What is asked> Copy out the review of the film Control below word for word, from its date line through its final sentence.

Given text>
Thursday, April 17, 2008

Heart and Soul

Film: Control (2007)
Directed by: Anton Corbijn

Anton Corbijn’s riveting movie Control brings it all back.

Like how Joy Division meant everything to us back in '79 - '80.

We ardent young lovers of culture were painfully earnest about our music, and Joy Division's dark romanticism suited us down to the ground.

Progeny of Burroughs, Ballard, Lou Reed and The Doors, their records were the perfect existential soundtrack for the dreary Thatcher years.

But the suicide of singer Ian Curtis woke us from our indulgent stupor. Shocked into the cold light of day, we saw how we had failed to apprehend our idol. Just as we were too callow to grasp the tragedy unfolding before us, Curtis was too emotionally shattered to survive it.

Projecting our mad, post-adolescent angst onto a confused, sensitive young musician, we foolishly imagined he represented us. The truth was that, trapped in a profound personal crisis, he could barely represent himself.

Supplied information>
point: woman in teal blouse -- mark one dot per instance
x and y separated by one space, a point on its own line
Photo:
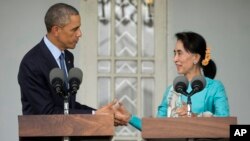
192 58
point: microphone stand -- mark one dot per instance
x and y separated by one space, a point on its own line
66 111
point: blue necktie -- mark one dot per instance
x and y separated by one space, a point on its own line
63 67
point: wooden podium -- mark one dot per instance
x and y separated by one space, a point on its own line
187 128
89 127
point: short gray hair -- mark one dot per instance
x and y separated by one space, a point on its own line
59 14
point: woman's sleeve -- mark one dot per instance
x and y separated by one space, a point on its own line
221 101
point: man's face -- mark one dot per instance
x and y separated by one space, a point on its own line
69 34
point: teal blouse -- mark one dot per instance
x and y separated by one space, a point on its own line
212 99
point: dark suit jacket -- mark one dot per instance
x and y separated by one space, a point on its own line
37 95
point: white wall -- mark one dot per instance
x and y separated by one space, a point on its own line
225 24
21 27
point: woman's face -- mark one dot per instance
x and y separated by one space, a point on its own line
184 61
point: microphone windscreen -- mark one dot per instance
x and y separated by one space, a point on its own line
56 73
75 73
180 81
198 82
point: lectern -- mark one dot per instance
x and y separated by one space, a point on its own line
187 128
89 127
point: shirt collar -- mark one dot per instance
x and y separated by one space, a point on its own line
56 52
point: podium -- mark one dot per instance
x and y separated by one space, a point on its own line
81 127
187 128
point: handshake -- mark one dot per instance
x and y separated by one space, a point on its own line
116 108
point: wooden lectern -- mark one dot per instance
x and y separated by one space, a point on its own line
89 127
187 128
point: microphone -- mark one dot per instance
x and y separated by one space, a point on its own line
198 84
56 80
181 84
75 79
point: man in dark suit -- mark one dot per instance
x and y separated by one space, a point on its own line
37 95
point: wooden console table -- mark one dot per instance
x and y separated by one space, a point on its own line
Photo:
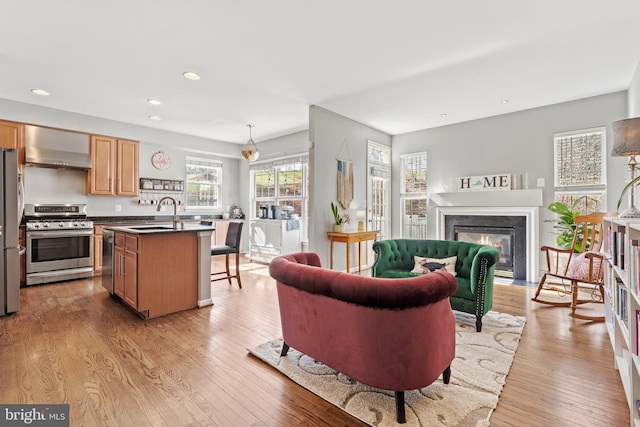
348 238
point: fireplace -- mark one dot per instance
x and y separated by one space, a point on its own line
505 233
522 204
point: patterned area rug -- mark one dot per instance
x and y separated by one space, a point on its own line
478 374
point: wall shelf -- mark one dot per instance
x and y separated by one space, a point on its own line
153 184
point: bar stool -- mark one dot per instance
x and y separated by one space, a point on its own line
231 246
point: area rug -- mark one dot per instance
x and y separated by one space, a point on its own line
478 374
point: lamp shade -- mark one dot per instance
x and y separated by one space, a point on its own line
626 137
250 149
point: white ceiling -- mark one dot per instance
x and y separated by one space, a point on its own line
396 66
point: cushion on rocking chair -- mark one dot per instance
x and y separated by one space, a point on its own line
579 268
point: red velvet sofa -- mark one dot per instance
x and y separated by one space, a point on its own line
393 334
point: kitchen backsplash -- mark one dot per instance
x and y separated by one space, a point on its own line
44 185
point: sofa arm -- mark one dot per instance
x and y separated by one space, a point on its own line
387 254
482 268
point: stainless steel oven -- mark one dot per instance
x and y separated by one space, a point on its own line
59 241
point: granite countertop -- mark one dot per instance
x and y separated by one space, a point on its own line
101 220
160 228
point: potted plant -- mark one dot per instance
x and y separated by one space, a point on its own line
565 224
340 220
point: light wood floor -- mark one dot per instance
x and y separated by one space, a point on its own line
73 343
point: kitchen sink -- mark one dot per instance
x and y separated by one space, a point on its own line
152 227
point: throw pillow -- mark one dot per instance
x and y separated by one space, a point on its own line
579 268
427 265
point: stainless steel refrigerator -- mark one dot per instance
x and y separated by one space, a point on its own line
9 222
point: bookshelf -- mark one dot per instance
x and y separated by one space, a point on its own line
622 304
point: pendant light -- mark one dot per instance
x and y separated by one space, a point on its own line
250 149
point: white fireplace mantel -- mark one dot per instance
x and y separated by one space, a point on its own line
496 203
531 197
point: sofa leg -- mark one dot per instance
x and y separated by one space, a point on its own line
446 375
285 349
400 415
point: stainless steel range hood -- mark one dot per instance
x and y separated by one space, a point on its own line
58 149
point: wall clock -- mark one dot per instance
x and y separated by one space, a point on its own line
161 160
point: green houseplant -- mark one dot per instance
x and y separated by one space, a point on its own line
565 223
339 220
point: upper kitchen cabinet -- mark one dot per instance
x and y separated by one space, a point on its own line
12 136
115 167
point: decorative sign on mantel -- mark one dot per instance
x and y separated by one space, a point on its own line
485 183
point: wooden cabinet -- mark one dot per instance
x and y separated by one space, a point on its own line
114 170
23 257
12 136
157 273
97 250
125 279
131 271
622 303
118 269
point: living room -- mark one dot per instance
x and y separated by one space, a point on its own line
236 388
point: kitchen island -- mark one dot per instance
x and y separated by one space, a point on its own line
160 269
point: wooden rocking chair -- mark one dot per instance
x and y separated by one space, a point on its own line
584 268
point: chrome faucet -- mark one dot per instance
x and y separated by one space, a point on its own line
176 219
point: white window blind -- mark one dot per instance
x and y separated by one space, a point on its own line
203 183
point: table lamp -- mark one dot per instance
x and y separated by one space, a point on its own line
360 216
626 142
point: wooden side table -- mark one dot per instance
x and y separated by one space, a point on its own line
348 238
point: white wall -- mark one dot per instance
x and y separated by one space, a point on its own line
333 136
511 143
55 186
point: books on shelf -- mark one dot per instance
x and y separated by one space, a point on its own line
636 332
613 245
620 240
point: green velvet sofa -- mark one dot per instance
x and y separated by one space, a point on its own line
474 268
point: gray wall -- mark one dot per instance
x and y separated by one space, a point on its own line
333 136
634 94
511 143
55 186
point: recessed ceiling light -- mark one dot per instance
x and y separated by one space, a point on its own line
40 92
191 75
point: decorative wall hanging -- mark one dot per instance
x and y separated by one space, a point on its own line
161 160
345 183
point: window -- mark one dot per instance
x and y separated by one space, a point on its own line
378 194
282 182
579 168
203 183
413 195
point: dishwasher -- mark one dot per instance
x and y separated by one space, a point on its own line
108 242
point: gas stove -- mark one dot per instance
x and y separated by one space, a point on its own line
59 243
56 217
58 224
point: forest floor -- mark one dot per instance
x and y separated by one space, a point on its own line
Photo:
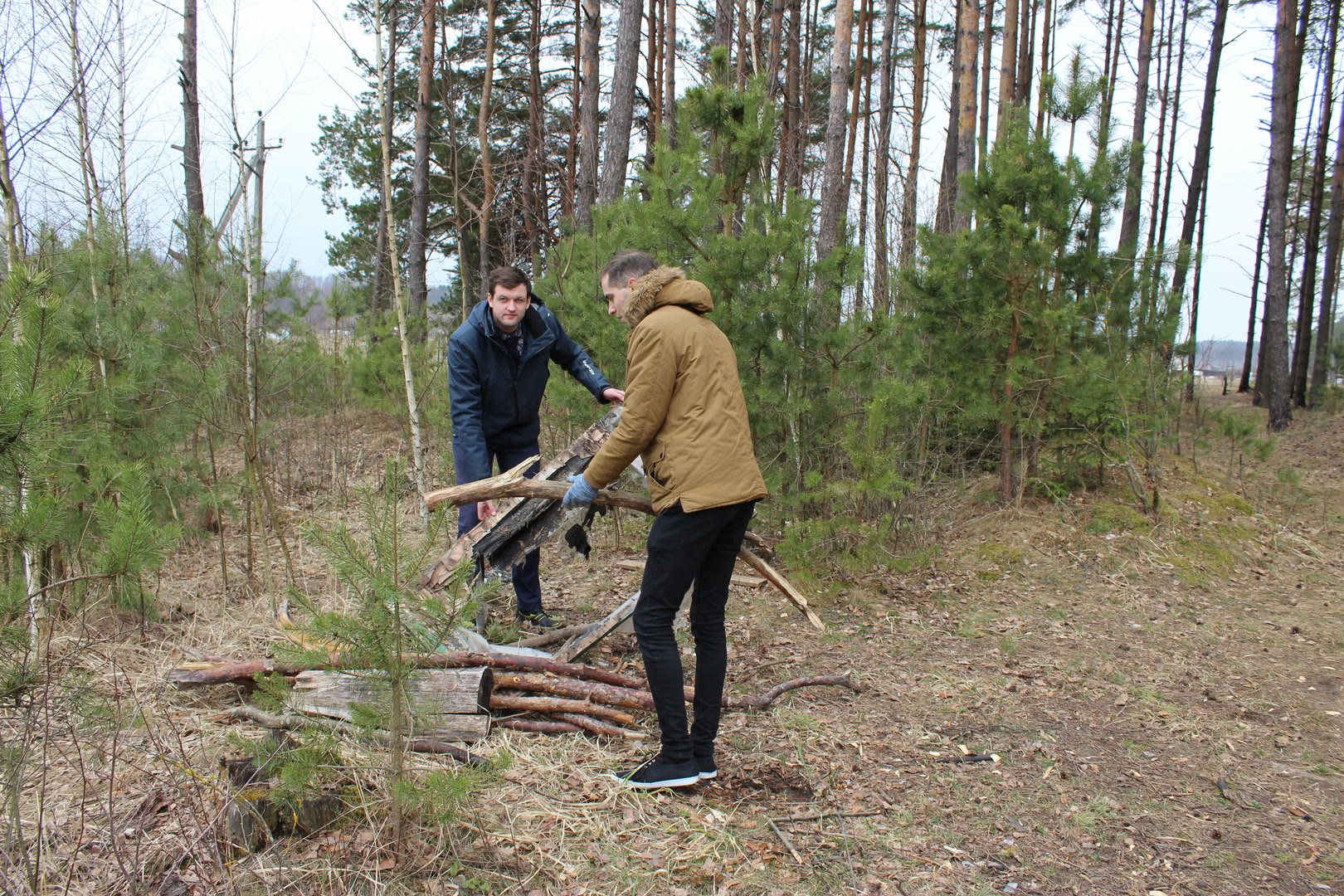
1161 699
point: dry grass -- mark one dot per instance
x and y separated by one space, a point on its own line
1164 704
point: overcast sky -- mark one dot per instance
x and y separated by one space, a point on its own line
290 60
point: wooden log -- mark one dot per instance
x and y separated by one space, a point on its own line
576 689
585 448
743 581
446 703
513 485
576 648
537 726
559 704
782 585
600 727
246 670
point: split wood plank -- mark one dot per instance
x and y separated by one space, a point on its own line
745 581
577 646
449 704
585 446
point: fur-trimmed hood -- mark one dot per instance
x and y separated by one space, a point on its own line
665 286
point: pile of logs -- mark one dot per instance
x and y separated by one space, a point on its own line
459 696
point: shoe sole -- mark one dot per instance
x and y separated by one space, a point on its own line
655 785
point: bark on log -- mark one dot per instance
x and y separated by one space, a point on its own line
245 672
290 722
593 692
446 703
538 727
559 704
600 727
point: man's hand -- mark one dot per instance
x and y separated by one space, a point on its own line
580 494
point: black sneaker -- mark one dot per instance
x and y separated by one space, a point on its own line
660 772
538 620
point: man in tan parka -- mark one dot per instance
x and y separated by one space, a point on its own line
686 416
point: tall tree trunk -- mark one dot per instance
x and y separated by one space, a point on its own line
533 178
621 110
670 71
723 12
1307 296
1250 324
1329 282
912 188
14 240
483 134
1007 65
417 234
587 113
1127 243
1203 145
986 38
191 139
942 219
882 251
1283 114
835 191
968 46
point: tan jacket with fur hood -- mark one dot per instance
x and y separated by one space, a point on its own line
684 411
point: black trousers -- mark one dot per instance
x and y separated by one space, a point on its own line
699 547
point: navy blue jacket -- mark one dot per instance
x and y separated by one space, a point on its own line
496 399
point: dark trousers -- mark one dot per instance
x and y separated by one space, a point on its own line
527 581
699 547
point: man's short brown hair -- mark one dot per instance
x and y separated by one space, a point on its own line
509 277
626 265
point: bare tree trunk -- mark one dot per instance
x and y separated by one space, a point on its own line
1283 114
191 139
533 179
1250 325
835 191
986 38
882 251
621 110
670 71
1007 65
587 113
1203 144
483 134
1127 243
14 241
417 234
942 219
912 192
1329 282
968 45
723 14
1307 295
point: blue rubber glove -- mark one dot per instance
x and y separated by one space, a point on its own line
580 494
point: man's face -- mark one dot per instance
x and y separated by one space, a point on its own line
616 297
509 304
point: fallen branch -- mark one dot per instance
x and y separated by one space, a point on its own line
558 704
600 727
245 672
589 691
293 722
515 485
538 727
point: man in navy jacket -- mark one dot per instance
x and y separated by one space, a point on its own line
498 367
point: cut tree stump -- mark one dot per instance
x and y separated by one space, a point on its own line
449 704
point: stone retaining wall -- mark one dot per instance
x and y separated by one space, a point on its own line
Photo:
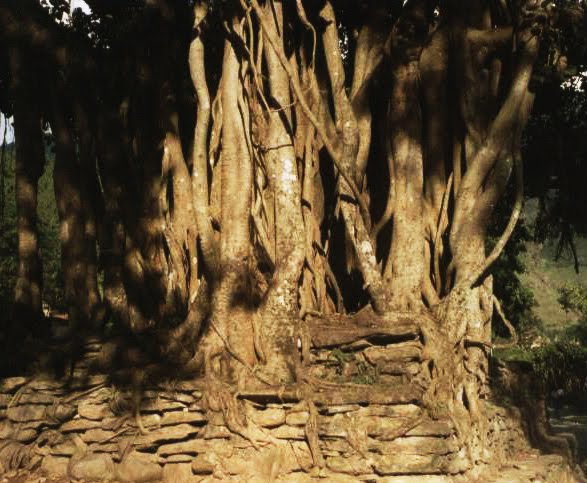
364 422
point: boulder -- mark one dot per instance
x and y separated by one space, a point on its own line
92 467
138 468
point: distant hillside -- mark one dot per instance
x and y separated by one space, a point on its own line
545 276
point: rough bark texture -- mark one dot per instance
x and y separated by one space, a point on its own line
267 181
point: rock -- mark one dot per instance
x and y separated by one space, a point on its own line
404 351
177 397
138 468
93 411
55 466
66 448
201 465
179 417
289 432
432 428
92 467
299 418
215 431
96 435
6 429
416 479
399 464
36 397
60 412
179 458
416 445
178 473
23 414
197 446
341 408
269 418
352 465
45 384
79 424
26 435
168 434
12 384
405 410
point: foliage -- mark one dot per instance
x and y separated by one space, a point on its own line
48 235
562 364
362 371
573 297
517 300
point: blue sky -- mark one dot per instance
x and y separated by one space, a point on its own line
9 133
81 4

Correct response>
Thursday, April 17, 2008

Heart and Soul

Film: Control (2007)
Directed by: Anton Corbijn

Anton Corbijn’s riveting movie Control brings it all back.

Like how Joy Division meant everything to us back in '79 - '80.

We ardent young lovers of culture were painfully earnest about our music, and Joy Division's dark romanticism suited us down to the ground.

Progeny of Burroughs, Ballard, Lou Reed and The Doors, their records were the perfect existential soundtrack for the dreary Thatcher years.

But the suicide of singer Ian Curtis woke us from our indulgent stupor. Shocked into the cold light of day, we saw how we had failed to apprehend our idol. Just as we were too callow to grasp the tragedy unfolding before us, Curtis was too emotionally shattered to survive it.

Projecting our mad, post-adolescent angst onto a confused, sensitive young musician, we foolishly imagined he represented us. The truth was that, trapped in a profound personal crisis, he could barely represent himself.